Collected data entries
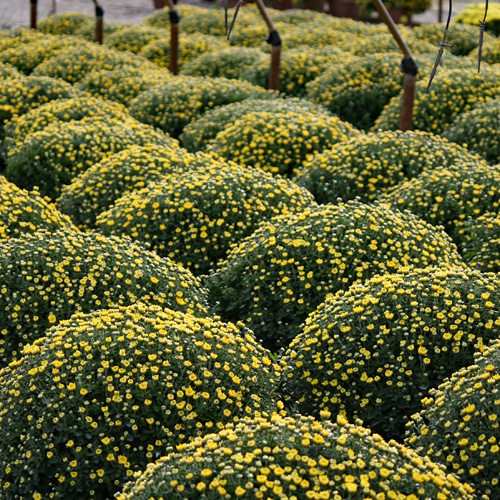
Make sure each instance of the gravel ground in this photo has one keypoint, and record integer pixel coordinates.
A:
(16, 12)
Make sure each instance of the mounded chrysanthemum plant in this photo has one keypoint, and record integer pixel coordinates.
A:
(282, 272)
(46, 277)
(294, 459)
(367, 165)
(375, 351)
(459, 425)
(195, 216)
(104, 394)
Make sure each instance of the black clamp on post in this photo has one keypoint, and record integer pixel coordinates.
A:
(174, 17)
(409, 66)
(274, 39)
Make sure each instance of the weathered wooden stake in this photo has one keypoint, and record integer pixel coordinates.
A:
(409, 67)
(33, 14)
(274, 40)
(173, 63)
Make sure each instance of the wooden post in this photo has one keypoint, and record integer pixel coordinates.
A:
(33, 14)
(409, 67)
(173, 63)
(99, 23)
(274, 40)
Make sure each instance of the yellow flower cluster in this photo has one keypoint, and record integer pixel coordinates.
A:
(294, 459)
(479, 130)
(121, 84)
(194, 216)
(22, 212)
(104, 394)
(65, 23)
(190, 47)
(375, 351)
(52, 157)
(279, 142)
(47, 276)
(453, 91)
(134, 37)
(61, 110)
(448, 195)
(201, 132)
(287, 267)
(98, 187)
(230, 62)
(459, 425)
(480, 241)
(81, 58)
(172, 104)
(369, 165)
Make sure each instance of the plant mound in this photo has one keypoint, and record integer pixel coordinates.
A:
(459, 425)
(447, 196)
(119, 387)
(75, 62)
(287, 267)
(366, 166)
(61, 110)
(22, 212)
(171, 105)
(48, 276)
(375, 351)
(195, 216)
(190, 47)
(201, 132)
(52, 157)
(229, 62)
(479, 130)
(298, 459)
(96, 189)
(279, 142)
(435, 111)
(19, 95)
(298, 67)
(65, 23)
(121, 84)
(480, 241)
(357, 90)
(134, 37)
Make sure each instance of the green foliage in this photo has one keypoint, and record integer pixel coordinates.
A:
(200, 133)
(475, 11)
(171, 105)
(374, 351)
(48, 276)
(453, 91)
(281, 141)
(228, 62)
(297, 458)
(118, 387)
(287, 267)
(480, 241)
(121, 84)
(479, 130)
(368, 165)
(22, 212)
(459, 426)
(196, 215)
(190, 47)
(52, 157)
(448, 195)
(116, 174)
(134, 37)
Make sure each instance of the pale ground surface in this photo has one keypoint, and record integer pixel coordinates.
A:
(16, 12)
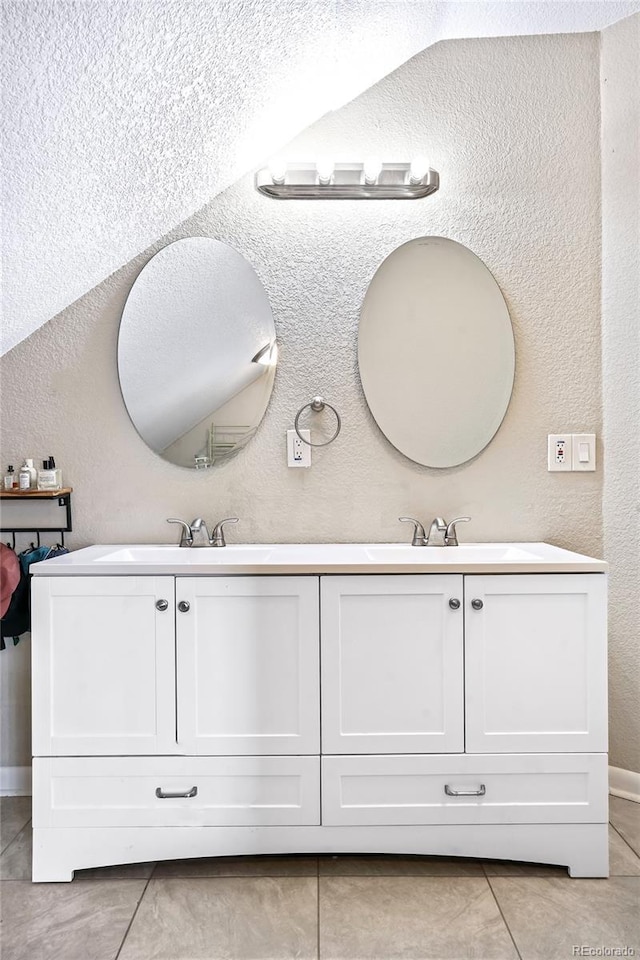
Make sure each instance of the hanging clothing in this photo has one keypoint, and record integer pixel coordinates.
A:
(9, 576)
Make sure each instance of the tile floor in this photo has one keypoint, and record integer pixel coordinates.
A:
(320, 908)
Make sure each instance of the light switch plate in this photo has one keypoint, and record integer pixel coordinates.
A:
(559, 451)
(584, 451)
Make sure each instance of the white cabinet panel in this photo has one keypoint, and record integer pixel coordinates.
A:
(217, 791)
(103, 666)
(392, 672)
(248, 665)
(535, 663)
(464, 789)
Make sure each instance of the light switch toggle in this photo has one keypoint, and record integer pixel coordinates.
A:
(584, 451)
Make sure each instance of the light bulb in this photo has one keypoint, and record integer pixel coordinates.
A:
(419, 168)
(324, 168)
(372, 168)
(277, 169)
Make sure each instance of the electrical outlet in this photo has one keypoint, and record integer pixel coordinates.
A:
(559, 451)
(298, 452)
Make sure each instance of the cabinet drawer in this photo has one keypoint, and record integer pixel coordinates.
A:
(537, 788)
(221, 791)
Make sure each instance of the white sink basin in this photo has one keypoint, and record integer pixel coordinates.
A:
(467, 553)
(160, 553)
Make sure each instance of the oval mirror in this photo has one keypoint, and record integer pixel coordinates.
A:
(436, 352)
(196, 352)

### Exercise aim
Transfer the items starting at the line containing "Make sure each instance of the hanging" and ending at the last line of the items, keeping every request line, and add 78 to each x and y pixel coordinate in the answers.

### Response to this task
Make sure each instance of the hanging clothing in this photo has one keypoint, and record integer pixel coordinates.
A:
(87, 654)
Make sure each instance of the tile floor in this photo has one keypoint, and record integer pixel coordinates.
A:
(398, 986)
Make sure each instance of the light switch plate in this photo has one keypoint, and record integer pixel coordinates.
A:
(637, 529)
(662, 529)
Make sure each instance of the white cabinet panel in this photo has one keypoint, and record integer pixel coordinates.
A:
(295, 869)
(181, 744)
(470, 750)
(326, 743)
(613, 741)
(542, 867)
Make sure each instance of the light switch toggle in this photo has one keypoint, and record integer pixel coordinates.
A:
(662, 529)
Make sure each instance of the light bulb in this photo has one keypoint, and record integer pixel coordinates.
A:
(497, 246)
(402, 246)
(450, 246)
(355, 247)
Make sure each instance of the electrical outlet in this photo has one keypoint, and record integer pixel coordinates.
A:
(637, 529)
(376, 530)
Make sure each instance of the cabinet drawer in this photo has one keypoint, and record integer pixel coordinates.
A:
(615, 866)
(299, 869)
Make sure each instance of the white sink basin in this photo has one keypoint, and record integer pixel coordinates.
A:
(545, 631)
(238, 631)
Make sure each instance of the oval mirror in this photo has one keypoint, and record integer pixel coordinates.
A:
(514, 430)
(274, 430)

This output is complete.